23 mayo, 2015

DOMINGO DE PENTECOSTÉS Hechos 2, 1-11 . Juan 20, 19-23

DOMINGO DE PENTECOSTÉS


Pasan los siglos y con ellos la lentitud de lo que somos, los temas permanentes, el alma y sus paisajes de siempre: vida, muerte, amor y duda, gozo y tristeza de mirar al reloj y no saber cuando se nos clavarán las agujas.

Llega Pentecostés  --el Viento de Dios que nunca estuvo ausente-- y nos sorprende otra vez desamparados. Igual que los amigos de Jesús en este intencionado evangelio de san Juan, estamos, como la tarde, a oscuras; con miedo, porque siempre hay alguien a quien sufrimos o basta con que nos suframos a nosotros mismos; tristes por las ausencias, incluso de aquellas presencias que nunca tuvimos. Y en pecado. Y en pecado...

Así aguardaban los apóstoles a la Llamas de Amor salidas del Corazón del Maestro, como lenguas que habían de lamer con fuego frío su soledad.

# [Registros]

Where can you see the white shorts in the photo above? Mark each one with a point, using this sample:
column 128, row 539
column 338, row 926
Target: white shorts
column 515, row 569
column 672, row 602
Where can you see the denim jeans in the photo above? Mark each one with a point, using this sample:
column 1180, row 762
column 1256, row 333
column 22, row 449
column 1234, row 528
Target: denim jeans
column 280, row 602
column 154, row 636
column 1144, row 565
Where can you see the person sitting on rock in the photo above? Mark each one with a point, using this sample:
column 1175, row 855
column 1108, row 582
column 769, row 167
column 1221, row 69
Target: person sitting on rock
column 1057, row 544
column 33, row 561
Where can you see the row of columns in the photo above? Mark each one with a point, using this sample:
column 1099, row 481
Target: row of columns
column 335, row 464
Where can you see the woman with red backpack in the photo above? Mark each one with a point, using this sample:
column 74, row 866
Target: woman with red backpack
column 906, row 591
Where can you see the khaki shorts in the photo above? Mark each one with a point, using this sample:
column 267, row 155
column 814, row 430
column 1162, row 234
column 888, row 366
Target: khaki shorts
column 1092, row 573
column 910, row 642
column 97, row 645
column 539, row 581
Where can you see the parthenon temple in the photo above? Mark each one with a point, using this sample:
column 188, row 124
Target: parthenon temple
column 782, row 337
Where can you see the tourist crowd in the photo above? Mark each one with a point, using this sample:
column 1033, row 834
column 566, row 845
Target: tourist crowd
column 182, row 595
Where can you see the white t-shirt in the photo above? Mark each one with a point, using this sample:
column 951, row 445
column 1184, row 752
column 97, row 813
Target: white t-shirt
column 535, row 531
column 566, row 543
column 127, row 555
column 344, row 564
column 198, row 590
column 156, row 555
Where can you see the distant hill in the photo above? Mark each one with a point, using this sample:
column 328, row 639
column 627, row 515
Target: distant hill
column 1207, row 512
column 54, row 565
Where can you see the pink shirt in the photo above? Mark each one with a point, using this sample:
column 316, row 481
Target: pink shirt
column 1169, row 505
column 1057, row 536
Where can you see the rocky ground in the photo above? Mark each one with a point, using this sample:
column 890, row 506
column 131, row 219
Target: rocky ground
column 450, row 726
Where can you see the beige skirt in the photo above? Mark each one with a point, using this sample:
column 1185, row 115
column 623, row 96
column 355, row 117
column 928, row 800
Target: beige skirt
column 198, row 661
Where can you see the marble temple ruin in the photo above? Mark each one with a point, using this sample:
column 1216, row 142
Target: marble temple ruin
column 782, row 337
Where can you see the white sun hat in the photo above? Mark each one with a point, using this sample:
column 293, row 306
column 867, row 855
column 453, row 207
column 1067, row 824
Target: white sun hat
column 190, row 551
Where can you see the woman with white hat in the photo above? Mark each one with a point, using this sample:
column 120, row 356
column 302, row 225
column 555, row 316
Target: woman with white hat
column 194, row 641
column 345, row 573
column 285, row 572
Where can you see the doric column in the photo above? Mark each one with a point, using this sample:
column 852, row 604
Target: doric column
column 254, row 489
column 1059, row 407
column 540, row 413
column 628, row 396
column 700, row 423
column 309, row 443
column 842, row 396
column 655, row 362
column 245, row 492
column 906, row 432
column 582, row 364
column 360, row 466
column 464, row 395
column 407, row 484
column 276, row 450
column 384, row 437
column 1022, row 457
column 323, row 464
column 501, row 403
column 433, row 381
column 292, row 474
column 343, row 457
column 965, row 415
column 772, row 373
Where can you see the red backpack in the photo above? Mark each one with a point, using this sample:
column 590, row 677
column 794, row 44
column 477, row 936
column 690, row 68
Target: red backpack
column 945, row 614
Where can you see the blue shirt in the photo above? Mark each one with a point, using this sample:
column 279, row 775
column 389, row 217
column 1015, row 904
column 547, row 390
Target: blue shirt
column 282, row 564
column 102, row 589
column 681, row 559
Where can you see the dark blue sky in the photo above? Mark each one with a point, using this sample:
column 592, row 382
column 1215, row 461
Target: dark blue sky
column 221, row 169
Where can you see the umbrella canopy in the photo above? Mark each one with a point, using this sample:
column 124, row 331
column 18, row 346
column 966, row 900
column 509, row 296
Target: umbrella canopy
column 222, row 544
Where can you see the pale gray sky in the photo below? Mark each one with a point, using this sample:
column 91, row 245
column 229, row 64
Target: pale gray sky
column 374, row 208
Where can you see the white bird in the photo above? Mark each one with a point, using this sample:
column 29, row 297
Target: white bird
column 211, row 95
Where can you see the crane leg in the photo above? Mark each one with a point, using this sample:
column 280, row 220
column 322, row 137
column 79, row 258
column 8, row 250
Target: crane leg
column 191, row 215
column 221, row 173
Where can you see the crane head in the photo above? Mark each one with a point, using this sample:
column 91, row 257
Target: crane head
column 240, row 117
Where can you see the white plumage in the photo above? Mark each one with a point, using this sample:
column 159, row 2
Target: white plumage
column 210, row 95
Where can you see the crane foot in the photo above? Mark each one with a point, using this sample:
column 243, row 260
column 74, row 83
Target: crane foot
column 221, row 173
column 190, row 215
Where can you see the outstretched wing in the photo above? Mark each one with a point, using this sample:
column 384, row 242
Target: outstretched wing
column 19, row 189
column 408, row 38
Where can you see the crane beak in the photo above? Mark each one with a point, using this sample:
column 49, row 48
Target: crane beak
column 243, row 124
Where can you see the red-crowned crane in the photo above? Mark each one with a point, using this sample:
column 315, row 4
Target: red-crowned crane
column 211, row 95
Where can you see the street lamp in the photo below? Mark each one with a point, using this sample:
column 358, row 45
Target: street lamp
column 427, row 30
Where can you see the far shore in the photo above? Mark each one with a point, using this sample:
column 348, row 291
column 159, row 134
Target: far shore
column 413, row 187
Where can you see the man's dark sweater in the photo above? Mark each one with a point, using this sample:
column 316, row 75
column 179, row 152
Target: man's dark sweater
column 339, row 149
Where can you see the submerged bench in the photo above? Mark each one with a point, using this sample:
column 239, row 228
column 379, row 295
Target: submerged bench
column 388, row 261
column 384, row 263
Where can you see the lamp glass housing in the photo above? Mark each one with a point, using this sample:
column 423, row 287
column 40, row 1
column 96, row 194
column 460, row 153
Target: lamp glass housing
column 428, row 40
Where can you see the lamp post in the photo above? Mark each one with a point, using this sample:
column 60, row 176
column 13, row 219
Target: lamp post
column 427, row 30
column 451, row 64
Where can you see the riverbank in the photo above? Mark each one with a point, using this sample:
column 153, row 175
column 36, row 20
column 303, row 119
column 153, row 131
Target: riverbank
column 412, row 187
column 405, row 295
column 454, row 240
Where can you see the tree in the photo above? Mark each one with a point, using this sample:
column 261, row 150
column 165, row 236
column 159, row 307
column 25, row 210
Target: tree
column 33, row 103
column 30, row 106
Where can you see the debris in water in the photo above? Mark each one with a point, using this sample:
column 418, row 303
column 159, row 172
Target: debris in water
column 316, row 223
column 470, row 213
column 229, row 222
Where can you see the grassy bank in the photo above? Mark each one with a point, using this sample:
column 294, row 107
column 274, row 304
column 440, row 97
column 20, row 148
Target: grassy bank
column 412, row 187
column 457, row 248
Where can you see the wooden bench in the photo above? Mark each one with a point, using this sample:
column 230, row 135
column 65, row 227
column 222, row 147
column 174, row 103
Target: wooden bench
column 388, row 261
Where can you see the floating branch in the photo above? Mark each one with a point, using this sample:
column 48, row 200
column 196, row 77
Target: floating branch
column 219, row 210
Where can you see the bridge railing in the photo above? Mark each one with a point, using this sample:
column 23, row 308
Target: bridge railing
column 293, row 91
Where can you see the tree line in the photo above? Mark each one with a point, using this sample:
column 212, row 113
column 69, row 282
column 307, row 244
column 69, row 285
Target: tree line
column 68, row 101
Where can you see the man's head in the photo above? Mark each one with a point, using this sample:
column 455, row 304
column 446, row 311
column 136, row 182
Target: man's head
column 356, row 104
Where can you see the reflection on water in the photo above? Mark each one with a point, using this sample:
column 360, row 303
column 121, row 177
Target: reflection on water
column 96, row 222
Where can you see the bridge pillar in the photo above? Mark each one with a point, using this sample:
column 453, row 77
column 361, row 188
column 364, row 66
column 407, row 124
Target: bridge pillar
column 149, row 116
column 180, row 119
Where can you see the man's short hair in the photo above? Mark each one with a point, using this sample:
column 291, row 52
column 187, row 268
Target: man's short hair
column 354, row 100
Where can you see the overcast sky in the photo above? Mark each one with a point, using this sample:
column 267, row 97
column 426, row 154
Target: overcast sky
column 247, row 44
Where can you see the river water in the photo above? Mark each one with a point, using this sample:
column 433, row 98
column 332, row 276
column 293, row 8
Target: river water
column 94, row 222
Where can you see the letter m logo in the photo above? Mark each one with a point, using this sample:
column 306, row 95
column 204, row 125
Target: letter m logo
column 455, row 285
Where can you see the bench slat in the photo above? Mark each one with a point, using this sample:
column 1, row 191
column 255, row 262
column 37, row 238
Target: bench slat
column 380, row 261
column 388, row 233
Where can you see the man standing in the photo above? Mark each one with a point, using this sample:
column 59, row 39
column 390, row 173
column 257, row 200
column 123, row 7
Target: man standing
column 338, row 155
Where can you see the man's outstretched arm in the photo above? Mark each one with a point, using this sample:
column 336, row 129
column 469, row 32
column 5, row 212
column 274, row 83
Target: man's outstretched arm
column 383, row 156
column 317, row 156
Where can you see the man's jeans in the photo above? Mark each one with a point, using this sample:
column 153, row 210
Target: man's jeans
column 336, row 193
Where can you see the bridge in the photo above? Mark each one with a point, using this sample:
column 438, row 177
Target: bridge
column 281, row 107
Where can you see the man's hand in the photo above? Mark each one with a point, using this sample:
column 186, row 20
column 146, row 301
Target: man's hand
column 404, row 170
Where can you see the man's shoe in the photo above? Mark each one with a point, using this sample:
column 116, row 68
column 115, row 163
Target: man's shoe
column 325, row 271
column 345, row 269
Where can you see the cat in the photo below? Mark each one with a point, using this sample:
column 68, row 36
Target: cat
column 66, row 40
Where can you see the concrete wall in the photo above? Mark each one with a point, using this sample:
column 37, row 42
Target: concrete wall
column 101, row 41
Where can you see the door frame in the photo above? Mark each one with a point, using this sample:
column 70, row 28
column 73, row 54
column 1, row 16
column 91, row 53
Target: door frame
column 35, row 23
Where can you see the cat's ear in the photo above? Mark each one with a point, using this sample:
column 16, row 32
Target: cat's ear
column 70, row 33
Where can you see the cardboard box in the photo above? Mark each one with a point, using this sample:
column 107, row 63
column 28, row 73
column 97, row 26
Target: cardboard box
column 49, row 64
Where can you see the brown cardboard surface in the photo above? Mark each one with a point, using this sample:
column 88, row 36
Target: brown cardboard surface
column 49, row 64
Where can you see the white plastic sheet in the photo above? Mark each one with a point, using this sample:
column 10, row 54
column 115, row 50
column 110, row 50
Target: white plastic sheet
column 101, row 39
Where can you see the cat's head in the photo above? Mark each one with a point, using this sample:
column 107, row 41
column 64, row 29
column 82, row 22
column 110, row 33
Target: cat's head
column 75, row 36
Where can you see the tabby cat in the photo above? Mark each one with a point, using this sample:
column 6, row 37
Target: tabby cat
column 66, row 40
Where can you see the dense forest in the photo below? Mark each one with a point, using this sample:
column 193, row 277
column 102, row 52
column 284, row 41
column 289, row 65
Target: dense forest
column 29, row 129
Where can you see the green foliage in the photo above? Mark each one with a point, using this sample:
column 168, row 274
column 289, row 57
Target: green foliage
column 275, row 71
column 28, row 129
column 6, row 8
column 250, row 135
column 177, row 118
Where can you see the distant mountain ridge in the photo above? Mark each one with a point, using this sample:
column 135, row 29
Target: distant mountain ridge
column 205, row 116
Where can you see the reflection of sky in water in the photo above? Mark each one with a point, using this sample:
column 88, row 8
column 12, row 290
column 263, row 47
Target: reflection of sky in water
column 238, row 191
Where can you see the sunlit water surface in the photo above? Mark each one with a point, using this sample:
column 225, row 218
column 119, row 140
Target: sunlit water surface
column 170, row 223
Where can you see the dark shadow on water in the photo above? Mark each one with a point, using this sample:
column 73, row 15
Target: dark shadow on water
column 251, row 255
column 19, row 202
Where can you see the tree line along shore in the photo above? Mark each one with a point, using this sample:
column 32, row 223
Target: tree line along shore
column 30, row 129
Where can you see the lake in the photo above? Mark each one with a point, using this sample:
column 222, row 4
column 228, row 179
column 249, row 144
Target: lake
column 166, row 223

# [Tarea asignada 1]
¿Puedes reproducir literalmente el fragmento del texto sobre Pentecostés que comienza con "23 mayo, 2015" y sigue hasta "clavarán las agujas."?
# [Tarea asignada 2]
¿Qué vendría después de la última oración del texto sobre Pentecostés? Escribe esa continuación.

# [Respuesta 1]
23 mayo, 2015

DOMINGO DE PENTECOSTÉS Hechos 2, 1-11 . Juan 20, 19-23

DOMINGO DE PENTECOSTÉS


Pasan los siglos y con ellos la lentitud de lo que somos, los temas permanentes, el alma y sus paisajes de siempre: vida, muerte, amor y duda, gozo y tristeza de mirar al reloj y no saber cuando se nos clavarán las agujas.

# [Respuesta 2]
El tiempo, ese dolor que rueda con los años, nos devuelve hoy el amor de Dios como se entregan en una bandeja los deberes cumplidos: TIEMPO DE LUZ, para que veamos claro, incluso en las noches de dormidas estrellas, sabiduría de lámparas que atraviesan los muros de la enfermedad, del cansancio o la desidia; luz de libro que saca las manos de las hojas para que no falten en las palabras los abrazos. TIEMPO DE ALEGRÍA porque en Dios cesa el cansancio de los apetitos y Él, que traspasa las horas de los relojes como quien parpadea, nos cuenta cosas estremecedoras, encontrados paraísos en el Paraíso del Padre. TIEMPO DE MISERICORDIA nos trae Pentecostés, igual que el mar no se cansa de repetir su aullido y su oleaje. Bañados en el barro de la limitación, Dios nos ofrece hoy el incendio besado de un fuego que deleita. Dios le pague a Dios tanta abundancia.